*Task directions*
What's needed is the listing below, repeated word for word with no pictures.
Start of Entries supplied
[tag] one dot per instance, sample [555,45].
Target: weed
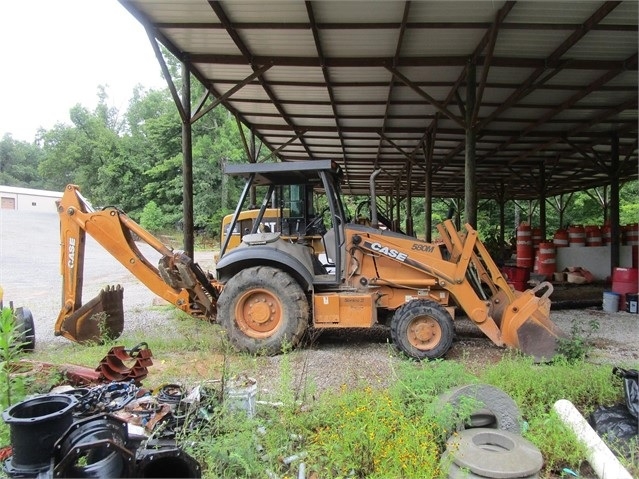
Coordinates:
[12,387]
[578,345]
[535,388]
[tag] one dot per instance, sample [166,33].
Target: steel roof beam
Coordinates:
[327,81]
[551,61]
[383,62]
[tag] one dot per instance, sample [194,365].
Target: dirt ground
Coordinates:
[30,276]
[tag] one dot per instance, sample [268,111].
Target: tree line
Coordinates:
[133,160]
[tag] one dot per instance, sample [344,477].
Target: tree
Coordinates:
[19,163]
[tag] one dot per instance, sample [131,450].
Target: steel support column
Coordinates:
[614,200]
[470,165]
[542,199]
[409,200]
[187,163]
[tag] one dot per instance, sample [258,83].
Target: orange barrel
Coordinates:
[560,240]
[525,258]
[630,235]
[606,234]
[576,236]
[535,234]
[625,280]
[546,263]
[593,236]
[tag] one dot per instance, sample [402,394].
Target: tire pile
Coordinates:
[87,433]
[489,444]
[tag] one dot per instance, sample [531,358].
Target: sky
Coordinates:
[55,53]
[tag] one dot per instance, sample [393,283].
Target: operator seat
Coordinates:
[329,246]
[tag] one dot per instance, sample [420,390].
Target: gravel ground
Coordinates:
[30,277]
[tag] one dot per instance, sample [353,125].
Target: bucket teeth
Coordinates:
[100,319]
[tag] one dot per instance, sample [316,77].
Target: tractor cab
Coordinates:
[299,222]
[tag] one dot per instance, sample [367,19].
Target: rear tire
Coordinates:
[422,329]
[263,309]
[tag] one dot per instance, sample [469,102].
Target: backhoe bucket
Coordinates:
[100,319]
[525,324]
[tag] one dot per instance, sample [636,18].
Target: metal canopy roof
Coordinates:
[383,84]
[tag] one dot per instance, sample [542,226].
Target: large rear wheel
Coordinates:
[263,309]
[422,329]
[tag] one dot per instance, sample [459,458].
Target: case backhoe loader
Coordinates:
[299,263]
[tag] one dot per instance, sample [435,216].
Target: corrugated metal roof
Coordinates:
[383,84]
End of Entries supplied
*Solved problem*
[tag] one dot per instance, sample [555,45].
Target: weed
Coordinates:
[12,387]
[578,345]
[535,388]
[tag] one dot per instance, sample [166,33].
Target: steel roof beam
Coordinates:
[327,81]
[551,61]
[383,62]
[tag] one dot per instance, sample [194,365].
Target: dirt ground
Coordinates:
[30,276]
[tag] one dot per instance, sample [268,111].
Target: tree line
Coordinates:
[133,160]
[tag] one dot per instance, sample [344,477].
Target: tree
Coordinates:
[19,163]
[tag] one dot per instance, sample [131,450].
Target: steel support column
Coordinates:
[614,200]
[470,165]
[542,199]
[409,200]
[187,163]
[tag] one dot per instance, sample [258,83].
Target: orange barrel
Coordinates:
[560,240]
[525,258]
[630,235]
[606,234]
[576,236]
[535,234]
[625,280]
[546,263]
[593,236]
[tag] one dot per instance, sample [402,394].
Target: tire pile
Coordinates:
[87,433]
[489,444]
[tag] one dot per instance, sample [531,358].
Target: sky
Coordinates:
[55,53]
[tag] one dot per instance, sample [393,283].
Target: operator seat
Coordinates:
[329,246]
[tag] one dot per instance, sample [420,390].
Target: gravel ground
Coordinates:
[30,277]
[tag] one dot per instance, sample [353,125].
Target: bucket teeth
Coordinates:
[100,319]
[tag] one dot per instance, sample [316,77].
Target: tractor cab
Coordinates:
[299,222]
[tag] one dot per instance, sample [367,19].
Target: rear tire
Coordinates:
[422,329]
[263,309]
[tag] one dot per instance, sample [469,102].
Target: backhoe bucket
Coordinates:
[100,319]
[525,324]
[tag] one dot per instance, sample [636,18].
Target: metal canopy roof
Coordinates:
[383,84]
[tag] one dot per instance, sample [542,226].
Target: large rear wheel
Coordinates:
[263,309]
[422,329]
[tag] one dot per instance, sample [459,458].
Target: case backhoe loader
Coordinates:
[299,263]
[tag] one dot per instance, sample [435,216].
Target: corrugated metal roof
Coordinates:
[383,84]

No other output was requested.